What you need to do
Count how many lines in the material below contain the word "grey". Reply with that number only.

Recorded data
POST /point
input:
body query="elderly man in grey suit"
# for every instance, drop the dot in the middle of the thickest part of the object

...

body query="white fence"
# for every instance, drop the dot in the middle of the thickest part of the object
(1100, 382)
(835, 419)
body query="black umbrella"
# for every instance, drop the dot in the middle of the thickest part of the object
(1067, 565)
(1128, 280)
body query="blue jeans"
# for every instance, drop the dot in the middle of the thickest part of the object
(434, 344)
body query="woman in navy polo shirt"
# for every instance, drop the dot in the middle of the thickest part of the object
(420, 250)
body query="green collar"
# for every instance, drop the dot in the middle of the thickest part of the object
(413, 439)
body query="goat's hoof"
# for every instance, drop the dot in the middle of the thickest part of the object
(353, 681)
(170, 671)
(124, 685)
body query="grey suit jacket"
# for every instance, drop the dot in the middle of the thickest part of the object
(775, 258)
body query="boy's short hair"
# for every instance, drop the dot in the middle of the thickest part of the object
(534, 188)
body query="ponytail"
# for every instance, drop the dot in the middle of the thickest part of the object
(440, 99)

==

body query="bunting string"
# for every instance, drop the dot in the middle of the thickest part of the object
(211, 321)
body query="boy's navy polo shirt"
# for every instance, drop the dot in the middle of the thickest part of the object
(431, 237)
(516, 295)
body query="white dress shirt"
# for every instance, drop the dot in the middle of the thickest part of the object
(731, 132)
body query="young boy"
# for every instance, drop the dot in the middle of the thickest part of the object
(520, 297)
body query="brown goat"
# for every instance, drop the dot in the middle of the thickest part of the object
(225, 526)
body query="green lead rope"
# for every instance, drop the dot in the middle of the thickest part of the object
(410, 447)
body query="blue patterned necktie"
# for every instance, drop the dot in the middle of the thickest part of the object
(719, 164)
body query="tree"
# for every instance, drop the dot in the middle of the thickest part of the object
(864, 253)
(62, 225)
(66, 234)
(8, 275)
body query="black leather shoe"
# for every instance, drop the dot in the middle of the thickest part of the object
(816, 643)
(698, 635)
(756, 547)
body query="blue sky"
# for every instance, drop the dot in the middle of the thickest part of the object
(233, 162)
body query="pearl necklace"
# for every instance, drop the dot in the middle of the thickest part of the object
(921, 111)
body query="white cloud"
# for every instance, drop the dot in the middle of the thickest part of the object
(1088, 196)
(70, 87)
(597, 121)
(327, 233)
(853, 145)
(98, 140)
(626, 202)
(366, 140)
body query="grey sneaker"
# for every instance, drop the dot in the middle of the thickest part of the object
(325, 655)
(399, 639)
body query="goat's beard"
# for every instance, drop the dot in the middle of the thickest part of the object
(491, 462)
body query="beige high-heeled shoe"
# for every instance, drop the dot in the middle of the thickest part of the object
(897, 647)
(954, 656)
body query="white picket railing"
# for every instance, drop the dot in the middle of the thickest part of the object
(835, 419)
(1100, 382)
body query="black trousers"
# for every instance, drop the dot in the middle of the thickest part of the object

Response
3